(Dataset entries Opens)
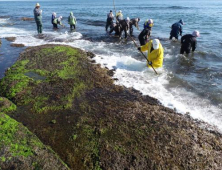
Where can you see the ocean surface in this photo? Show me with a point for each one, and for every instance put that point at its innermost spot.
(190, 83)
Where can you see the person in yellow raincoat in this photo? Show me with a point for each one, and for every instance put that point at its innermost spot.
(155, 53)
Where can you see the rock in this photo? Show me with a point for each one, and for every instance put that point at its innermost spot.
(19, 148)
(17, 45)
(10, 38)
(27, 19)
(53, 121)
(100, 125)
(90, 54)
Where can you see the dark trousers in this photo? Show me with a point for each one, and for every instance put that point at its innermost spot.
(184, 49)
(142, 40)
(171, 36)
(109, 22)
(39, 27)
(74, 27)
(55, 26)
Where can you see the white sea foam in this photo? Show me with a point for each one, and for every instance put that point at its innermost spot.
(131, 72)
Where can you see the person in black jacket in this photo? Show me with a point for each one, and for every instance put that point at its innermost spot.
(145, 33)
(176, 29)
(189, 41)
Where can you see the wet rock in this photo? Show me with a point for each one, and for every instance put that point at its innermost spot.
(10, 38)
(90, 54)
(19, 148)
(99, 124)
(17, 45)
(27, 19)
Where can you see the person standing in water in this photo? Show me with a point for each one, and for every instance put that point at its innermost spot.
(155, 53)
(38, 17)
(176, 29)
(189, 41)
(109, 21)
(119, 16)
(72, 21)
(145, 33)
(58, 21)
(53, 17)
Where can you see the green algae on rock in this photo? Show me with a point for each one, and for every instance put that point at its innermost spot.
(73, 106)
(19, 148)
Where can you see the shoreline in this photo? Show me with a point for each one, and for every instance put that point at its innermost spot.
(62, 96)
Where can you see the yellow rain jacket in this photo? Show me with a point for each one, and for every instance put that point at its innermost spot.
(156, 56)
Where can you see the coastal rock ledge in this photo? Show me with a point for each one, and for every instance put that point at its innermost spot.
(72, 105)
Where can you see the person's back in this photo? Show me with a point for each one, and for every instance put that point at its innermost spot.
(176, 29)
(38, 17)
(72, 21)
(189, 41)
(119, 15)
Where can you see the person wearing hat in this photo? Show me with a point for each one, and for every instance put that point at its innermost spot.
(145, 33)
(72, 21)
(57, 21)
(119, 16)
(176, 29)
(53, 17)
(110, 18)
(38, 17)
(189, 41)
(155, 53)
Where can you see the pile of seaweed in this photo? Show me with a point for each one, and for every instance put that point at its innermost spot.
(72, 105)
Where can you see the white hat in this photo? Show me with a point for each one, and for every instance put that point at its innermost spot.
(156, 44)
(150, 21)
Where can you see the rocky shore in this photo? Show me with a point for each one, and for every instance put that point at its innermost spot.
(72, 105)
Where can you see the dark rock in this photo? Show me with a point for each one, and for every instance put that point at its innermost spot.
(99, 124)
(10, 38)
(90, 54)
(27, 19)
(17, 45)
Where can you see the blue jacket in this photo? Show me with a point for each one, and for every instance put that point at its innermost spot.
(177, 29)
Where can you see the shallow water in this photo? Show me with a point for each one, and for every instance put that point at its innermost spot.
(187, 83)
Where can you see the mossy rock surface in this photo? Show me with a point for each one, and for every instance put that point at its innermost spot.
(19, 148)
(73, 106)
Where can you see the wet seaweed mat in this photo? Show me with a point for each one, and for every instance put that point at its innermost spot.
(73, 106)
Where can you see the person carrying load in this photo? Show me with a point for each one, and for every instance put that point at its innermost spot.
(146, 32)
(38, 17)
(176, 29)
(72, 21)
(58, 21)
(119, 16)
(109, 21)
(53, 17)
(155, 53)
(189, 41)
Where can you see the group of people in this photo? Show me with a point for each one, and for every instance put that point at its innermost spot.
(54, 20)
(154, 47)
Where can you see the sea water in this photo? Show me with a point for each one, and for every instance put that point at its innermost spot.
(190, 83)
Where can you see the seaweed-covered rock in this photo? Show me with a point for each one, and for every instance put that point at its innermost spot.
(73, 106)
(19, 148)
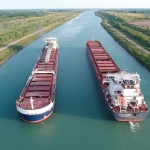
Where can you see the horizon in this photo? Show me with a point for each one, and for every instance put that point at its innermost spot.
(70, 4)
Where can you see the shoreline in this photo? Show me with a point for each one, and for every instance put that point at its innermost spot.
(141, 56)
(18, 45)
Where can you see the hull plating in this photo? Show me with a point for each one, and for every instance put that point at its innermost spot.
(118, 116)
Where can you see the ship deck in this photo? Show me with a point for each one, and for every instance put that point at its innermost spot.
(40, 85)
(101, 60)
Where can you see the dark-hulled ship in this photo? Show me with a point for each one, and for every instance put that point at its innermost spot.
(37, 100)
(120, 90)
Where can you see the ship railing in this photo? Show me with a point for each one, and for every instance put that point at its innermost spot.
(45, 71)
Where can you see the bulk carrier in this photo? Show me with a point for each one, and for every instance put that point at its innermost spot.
(Dataset entries Closes)
__Aim of the task__. Using the records above, output an exact copy without any pictures.

__Solution below__.
Where can you see the ocean surface in this photo? Show me with a point for each one, and for every instance put that point at its innermost spot.
(190, 83)
Where can you see the person in yellow raincoat in this photo? Show me with a point for each one, and for every instance put that point at its innermost spot.
(155, 53)
Where can you see the rock in this photo? Show me with a point for each one, and for every instance put that point at its innermost spot.
(19, 148)
(17, 45)
(10, 38)
(27, 19)
(53, 121)
(100, 125)
(90, 54)
Where can you see the dark trousers in this photo? Show me with a point for each one, and for every instance put that point at its innermost spot.
(184, 49)
(142, 40)
(171, 36)
(109, 22)
(39, 27)
(74, 27)
(55, 26)
Where can you see the white sea foam in this photo? Show me with a point for each one, and for every instance put that point at its innermost spot.
(131, 72)
Where can you see the person in black jacket in this photo? Show me with a point for each one, and for every instance put that point at its innermost spot.
(145, 33)
(176, 29)
(189, 41)
Where can you see the wet rock in this photo? Show me with a point for each one, and for every instance put that point at its innermost spot.
(10, 38)
(90, 54)
(19, 148)
(99, 124)
(17, 45)
(27, 19)
Where can you see the person standing in water in this photo? Show me with a point for each one, and for every instance put that point at its innermost spot.
(155, 53)
(38, 17)
(176, 29)
(189, 41)
(109, 21)
(119, 16)
(72, 21)
(145, 33)
(58, 21)
(53, 17)
Where can you see the green algae on rock in this photo? Show me with a point for each one, and for every instance put that point at its innermost spot.
(73, 106)
(19, 148)
Where can you see the shoreline in this photo? Show me with a point for each one, and for every instance put that point at its innermost spot.
(62, 96)
Where can you see the yellow rain jacket in this photo? Show me with a point for each one, and for every instance put that point at its innermost spot.
(156, 56)
Where can you see the coastal rock ledge in this photo? Show me with a point for each one, and for every instance put that point at its innermost spot.
(72, 105)
Where can you see the person's back in this photo? Show me with a point for each one, and for every instance put that point at its innermost spot.
(176, 29)
(38, 17)
(72, 21)
(189, 41)
(119, 15)
Where can you see the person wearing hat in this photo? Show me with a point for each one, and for every instance put that point at its innermost spot.
(145, 33)
(72, 21)
(57, 21)
(119, 16)
(176, 29)
(53, 17)
(110, 18)
(38, 17)
(189, 41)
(155, 53)
Where can you see the pile of seaweed in this photo? Show me with a point for each one, and for every instance put that point at its innermost spot.
(72, 105)
Where can you see the white hat in this photo? Show me with a point for each one, and for every instance put that point at its innermost spot.
(156, 44)
(150, 21)
Where can you see the rocky shore in this photo? Show me with a point for each one, and for every instance put that point at its innermost spot.
(72, 105)
Where can you see the dark rock in this photo? Show me with a point for each one, and for every instance put that point at its innermost spot.
(99, 124)
(10, 38)
(90, 54)
(27, 19)
(17, 45)
Where can you see the blue jacket in this photo? Show me with a point for each one, and for every instance put that point at its innermost spot.
(177, 29)
Where can you see the shallow water in this photo? Show me with a point for each one, and for every instance put that point at its innermost spot.
(187, 83)
Where can you see the mossy rock surface in this photo? Show me with a point for each one, and for every instance put that point at its innermost spot.
(19, 148)
(73, 106)
Where can you see the wet seaweed mat in this photo? Show me with a point for each one, and for every instance put that point at its innermost spot.
(73, 106)
Where can you see the person carrying load in this photo? Show me with a point for each one, and for every instance put that point at its innermost spot.
(146, 32)
(38, 17)
(176, 29)
(72, 21)
(58, 21)
(119, 16)
(109, 21)
(53, 17)
(155, 53)
(189, 41)
Where can you see the group of people in this photo? Show me with a point for each one, and for every instance put that point at its innermost spot.
(54, 20)
(154, 47)
Where can you see the sea water in this photo? Show me with a point for each one, and for every instance put that point at its innermost spot.
(190, 83)
Where can you see the seaweed-covered rock in this photo? Show me with a point for each one, and for every instance put that point at its innermost spot.
(73, 106)
(19, 148)
Where can you see the horizon in this photo? Show me with a point for each one, and for every instance put that point at its innermost spot.
(70, 4)
Where can you see the shoreline in this photo? Show me with a point for each one, and for every instance put that point at its innermost spot.
(141, 56)
(18, 45)
Where can you see the hull plating in this photo? Show me with a point for each one, and for every instance put that point at its innermost spot.
(118, 116)
Where can you see the ship deck in this photo? Show me with a point for each one, and for every instance put that point at its innermost spot.
(40, 85)
(101, 60)
Where can you see the dark-hulled ship in this photo? Show me with a point for each one, and for every instance put that point at its innermost spot.
(37, 100)
(120, 90)
Where can you see the ship railing in this photo? Show me with a point for each one, and for every instance put that point at its innermost spot.
(45, 71)
Where can you see the bulk carrier in this photo? Show me with a point for each one, and for every instance put that point at its innermost spot.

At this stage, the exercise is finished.